What is expected: Return the full listing, character for character.

Records to use:
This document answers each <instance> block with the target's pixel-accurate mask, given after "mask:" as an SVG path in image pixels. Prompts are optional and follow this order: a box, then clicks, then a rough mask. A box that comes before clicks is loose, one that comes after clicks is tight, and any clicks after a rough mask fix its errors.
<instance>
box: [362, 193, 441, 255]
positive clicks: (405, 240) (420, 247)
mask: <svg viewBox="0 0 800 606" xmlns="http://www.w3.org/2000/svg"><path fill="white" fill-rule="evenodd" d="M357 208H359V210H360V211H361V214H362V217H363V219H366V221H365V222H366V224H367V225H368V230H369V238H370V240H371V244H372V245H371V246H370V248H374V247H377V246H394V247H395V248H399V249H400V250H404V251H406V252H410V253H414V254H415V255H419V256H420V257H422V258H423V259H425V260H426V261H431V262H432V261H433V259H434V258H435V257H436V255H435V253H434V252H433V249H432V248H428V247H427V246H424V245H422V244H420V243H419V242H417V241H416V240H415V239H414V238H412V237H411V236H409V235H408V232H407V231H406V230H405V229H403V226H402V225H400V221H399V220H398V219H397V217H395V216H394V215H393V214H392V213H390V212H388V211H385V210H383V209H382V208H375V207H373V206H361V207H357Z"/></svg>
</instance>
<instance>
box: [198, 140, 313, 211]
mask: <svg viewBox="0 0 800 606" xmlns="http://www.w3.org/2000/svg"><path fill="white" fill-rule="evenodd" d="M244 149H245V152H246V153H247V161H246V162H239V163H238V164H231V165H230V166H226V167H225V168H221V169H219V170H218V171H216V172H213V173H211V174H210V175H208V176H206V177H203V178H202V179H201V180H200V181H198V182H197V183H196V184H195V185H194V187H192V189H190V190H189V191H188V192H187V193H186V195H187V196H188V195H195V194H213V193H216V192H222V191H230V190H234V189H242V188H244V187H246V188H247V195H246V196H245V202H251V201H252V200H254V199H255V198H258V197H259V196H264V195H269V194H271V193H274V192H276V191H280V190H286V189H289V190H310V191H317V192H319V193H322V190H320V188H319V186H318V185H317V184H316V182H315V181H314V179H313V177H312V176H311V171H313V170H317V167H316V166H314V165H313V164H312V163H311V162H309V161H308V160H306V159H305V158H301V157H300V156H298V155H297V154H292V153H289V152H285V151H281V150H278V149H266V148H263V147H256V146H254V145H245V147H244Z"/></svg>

Response to this exercise:
This document answers each <instance> block with the target's pixel-accurate mask, given after "mask:" as an SVG path in image pixels. Prompts are optional and follow this order: a box, then clicks, then a rough mask. A box that comes before clicks is loose, one that comes after clicks is tight, and any clicks after a rough mask fix its errors.
<instance>
box: [362, 193, 441, 255]
positive clicks: (405, 240) (420, 247)
mask: <svg viewBox="0 0 800 606" xmlns="http://www.w3.org/2000/svg"><path fill="white" fill-rule="evenodd" d="M357 208H359V210H360V211H361V214H362V217H363V219H366V221H365V222H366V224H367V225H368V230H369V238H370V240H371V244H372V245H371V246H370V248H374V247H377V246H394V247H395V248H399V249H400V250H404V251H406V252H410V253H414V254H415V255H419V256H420V257H422V258H423V259H425V260H426V261H431V262H432V261H433V259H434V258H435V257H436V255H435V253H434V252H433V249H432V248H428V247H427V246H424V245H422V244H420V243H419V242H417V241H416V240H415V239H414V238H412V237H411V236H409V235H408V232H407V231H406V230H405V229H403V226H402V225H400V221H399V220H398V219H397V217H395V216H394V215H393V214H392V213H390V212H388V211H385V210H383V209H382V208H375V207H373V206H361V207H357Z"/></svg>
</instance>
<instance>
box: [198, 140, 313, 211]
mask: <svg viewBox="0 0 800 606" xmlns="http://www.w3.org/2000/svg"><path fill="white" fill-rule="evenodd" d="M244 149H245V152H246V153H247V161H246V162H239V163H238V164H231V165H230V166H226V167H225V168H221V169H219V170H218V171H216V172H213V173H211V174H210V175H208V176H206V177H203V178H202V179H201V180H200V181H198V182H197V183H196V184H195V185H194V187H192V189H190V190H189V191H188V192H187V193H186V195H187V196H188V195H195V194H213V193H216V192H222V191H230V190H234V189H242V188H244V187H246V188H247V195H246V196H245V202H251V201H252V200H254V199H255V198H258V197H259V196H264V195H269V194H271V193H274V192H276V191H280V190H286V189H289V190H310V191H317V192H319V193H322V190H320V188H319V186H318V185H317V184H316V182H315V181H314V179H313V177H312V176H311V171H313V170H317V167H316V166H314V165H313V164H312V163H311V162H309V161H308V160H306V159H305V158H301V157H300V156H298V155H297V154H292V153H289V152H285V151H281V150H278V149H266V148H263V147H256V146H254V145H245V147H244Z"/></svg>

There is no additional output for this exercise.